>> begin Listing

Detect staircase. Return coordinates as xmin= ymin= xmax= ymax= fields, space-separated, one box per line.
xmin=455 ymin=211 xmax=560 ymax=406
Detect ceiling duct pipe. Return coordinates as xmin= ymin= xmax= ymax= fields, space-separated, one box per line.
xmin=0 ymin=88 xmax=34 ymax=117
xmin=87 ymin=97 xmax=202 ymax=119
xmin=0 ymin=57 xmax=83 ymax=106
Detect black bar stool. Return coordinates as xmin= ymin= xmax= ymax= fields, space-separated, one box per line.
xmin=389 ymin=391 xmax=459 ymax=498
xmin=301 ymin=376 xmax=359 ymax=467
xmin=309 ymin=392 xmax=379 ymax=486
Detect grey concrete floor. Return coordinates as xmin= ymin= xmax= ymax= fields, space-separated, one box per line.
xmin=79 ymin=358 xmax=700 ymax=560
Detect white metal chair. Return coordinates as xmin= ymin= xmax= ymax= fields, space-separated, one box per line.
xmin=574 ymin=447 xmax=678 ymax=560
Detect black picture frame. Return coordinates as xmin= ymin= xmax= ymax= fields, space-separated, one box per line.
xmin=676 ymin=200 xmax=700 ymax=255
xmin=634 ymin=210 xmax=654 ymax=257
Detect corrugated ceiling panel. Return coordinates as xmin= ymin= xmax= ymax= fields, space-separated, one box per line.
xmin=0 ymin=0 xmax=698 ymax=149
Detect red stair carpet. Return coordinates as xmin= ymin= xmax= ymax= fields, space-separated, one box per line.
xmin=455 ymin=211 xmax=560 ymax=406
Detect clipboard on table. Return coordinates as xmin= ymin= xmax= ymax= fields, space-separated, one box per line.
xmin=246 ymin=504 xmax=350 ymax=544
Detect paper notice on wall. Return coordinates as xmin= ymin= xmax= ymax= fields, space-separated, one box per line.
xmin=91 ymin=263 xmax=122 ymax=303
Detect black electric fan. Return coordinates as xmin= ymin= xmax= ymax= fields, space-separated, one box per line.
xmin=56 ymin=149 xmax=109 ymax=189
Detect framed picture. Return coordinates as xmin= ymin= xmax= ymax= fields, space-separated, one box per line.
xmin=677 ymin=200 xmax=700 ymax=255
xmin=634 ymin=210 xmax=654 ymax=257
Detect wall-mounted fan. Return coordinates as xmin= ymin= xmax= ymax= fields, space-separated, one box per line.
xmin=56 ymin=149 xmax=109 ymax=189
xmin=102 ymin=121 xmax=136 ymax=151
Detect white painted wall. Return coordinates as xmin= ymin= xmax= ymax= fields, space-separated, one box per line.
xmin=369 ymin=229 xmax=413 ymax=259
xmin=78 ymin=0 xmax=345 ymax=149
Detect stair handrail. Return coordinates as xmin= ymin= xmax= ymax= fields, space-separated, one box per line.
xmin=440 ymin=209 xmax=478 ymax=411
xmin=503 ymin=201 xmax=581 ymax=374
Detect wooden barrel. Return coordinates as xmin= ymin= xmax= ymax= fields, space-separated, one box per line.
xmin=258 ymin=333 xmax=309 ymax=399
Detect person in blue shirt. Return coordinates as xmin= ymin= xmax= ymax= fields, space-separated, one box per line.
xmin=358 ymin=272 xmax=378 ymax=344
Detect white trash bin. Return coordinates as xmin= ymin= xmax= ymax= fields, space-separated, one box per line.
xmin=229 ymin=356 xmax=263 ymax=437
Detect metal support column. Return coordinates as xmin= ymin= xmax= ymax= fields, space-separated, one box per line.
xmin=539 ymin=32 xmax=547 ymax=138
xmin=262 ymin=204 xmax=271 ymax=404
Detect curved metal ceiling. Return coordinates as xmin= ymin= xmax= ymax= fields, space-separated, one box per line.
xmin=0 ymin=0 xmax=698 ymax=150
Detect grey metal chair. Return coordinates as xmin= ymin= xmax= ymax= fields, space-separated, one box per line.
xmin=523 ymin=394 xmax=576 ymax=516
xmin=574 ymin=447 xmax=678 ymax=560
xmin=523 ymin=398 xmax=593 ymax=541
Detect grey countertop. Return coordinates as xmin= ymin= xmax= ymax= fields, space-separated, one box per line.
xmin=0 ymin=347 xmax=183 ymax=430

>> end Listing
>> begin Listing

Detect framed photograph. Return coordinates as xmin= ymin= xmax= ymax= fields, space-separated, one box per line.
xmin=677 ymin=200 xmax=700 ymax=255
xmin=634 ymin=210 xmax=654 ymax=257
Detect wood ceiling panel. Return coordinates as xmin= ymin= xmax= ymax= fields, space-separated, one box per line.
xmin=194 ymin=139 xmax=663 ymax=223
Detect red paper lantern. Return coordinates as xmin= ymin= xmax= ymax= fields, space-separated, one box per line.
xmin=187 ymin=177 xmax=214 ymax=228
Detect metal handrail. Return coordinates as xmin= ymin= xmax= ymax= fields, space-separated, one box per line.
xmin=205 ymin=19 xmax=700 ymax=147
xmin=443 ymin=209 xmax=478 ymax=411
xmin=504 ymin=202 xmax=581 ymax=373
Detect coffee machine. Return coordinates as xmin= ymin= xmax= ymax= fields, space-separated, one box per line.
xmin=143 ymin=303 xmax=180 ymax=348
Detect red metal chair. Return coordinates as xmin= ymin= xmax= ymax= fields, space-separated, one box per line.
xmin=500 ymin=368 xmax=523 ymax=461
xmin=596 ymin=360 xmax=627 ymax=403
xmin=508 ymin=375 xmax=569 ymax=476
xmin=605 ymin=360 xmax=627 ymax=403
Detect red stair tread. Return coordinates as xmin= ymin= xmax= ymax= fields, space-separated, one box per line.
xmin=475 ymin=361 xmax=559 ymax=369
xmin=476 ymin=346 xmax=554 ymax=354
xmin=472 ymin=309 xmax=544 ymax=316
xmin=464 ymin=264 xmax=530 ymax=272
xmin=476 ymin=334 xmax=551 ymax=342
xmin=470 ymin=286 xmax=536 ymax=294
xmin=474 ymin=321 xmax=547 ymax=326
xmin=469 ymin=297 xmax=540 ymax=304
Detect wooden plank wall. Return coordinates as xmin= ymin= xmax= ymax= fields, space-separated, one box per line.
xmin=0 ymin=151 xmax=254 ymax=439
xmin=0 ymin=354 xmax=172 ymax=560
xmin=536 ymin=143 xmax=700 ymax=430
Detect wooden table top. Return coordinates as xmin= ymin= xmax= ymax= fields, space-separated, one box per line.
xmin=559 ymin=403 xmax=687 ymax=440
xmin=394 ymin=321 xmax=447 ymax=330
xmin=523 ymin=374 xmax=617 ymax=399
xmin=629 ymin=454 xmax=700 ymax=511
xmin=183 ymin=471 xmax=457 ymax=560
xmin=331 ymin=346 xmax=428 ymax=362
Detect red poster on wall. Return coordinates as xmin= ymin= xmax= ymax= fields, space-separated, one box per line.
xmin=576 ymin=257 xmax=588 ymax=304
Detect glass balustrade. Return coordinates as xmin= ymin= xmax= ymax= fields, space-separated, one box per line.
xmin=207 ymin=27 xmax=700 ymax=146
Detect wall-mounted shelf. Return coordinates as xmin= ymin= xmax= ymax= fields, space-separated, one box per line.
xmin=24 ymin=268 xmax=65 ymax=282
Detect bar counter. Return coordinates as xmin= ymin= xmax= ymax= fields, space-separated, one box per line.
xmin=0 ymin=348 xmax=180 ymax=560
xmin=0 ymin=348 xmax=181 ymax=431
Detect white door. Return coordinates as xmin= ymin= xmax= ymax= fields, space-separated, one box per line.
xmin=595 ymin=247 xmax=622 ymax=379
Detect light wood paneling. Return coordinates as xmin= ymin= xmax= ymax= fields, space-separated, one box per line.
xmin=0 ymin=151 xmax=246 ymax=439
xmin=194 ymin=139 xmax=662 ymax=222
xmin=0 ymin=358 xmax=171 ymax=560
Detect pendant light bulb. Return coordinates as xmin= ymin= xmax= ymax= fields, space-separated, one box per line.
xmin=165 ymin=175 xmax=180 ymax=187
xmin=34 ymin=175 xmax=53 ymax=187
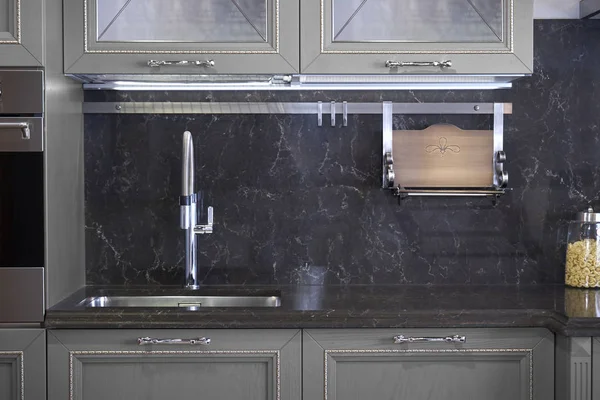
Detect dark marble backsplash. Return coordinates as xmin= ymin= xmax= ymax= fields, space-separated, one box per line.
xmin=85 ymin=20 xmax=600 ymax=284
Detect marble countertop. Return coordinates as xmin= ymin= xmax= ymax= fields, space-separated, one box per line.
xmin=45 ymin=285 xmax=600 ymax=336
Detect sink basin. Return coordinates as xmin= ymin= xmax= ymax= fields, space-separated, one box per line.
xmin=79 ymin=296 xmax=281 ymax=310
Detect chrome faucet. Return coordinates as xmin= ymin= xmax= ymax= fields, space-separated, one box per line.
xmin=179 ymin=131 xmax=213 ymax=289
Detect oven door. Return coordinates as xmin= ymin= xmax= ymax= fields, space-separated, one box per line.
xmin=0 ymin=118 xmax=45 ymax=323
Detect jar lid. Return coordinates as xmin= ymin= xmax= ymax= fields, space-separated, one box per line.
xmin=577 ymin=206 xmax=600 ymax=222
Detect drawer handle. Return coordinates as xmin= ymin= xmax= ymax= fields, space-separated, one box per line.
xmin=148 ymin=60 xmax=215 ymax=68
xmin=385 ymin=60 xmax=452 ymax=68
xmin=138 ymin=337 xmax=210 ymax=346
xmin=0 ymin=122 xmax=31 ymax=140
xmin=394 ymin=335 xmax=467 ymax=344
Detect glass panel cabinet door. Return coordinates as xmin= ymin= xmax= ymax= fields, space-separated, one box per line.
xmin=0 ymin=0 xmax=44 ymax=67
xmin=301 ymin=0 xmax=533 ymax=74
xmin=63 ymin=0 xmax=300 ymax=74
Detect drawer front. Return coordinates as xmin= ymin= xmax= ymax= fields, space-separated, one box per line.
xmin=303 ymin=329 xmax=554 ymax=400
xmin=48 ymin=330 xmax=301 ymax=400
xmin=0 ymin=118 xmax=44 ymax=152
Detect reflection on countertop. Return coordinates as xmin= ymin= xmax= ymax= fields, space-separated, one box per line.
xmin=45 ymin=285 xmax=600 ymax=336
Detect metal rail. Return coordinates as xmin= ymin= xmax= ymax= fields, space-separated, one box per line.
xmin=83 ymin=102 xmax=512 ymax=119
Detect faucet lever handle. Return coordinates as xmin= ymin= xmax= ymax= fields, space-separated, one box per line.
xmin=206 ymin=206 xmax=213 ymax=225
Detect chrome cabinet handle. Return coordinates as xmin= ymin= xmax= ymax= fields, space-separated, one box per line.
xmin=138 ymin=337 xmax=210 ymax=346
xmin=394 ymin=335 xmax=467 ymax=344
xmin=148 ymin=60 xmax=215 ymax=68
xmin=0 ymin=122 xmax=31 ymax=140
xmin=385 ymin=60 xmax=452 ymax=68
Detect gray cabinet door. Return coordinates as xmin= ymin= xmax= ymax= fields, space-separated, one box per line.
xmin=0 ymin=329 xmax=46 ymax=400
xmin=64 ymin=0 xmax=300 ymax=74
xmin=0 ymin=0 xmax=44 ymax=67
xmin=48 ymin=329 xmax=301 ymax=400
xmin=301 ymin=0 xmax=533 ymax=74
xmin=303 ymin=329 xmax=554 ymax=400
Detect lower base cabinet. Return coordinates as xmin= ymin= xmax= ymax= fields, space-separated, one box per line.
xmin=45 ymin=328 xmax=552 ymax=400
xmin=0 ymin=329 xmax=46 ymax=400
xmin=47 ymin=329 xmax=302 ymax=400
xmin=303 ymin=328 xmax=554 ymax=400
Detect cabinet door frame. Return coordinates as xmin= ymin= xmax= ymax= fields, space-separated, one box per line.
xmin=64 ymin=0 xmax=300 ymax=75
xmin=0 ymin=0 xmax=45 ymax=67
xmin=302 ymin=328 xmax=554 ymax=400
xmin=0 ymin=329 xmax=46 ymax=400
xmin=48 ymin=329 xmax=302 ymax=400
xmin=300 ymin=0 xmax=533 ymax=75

>> end Listing

What is needed:
Give only the number of lines in the rows above that contain the string "mounted", counting a match only when its case is identical.

Output of the exercise:
2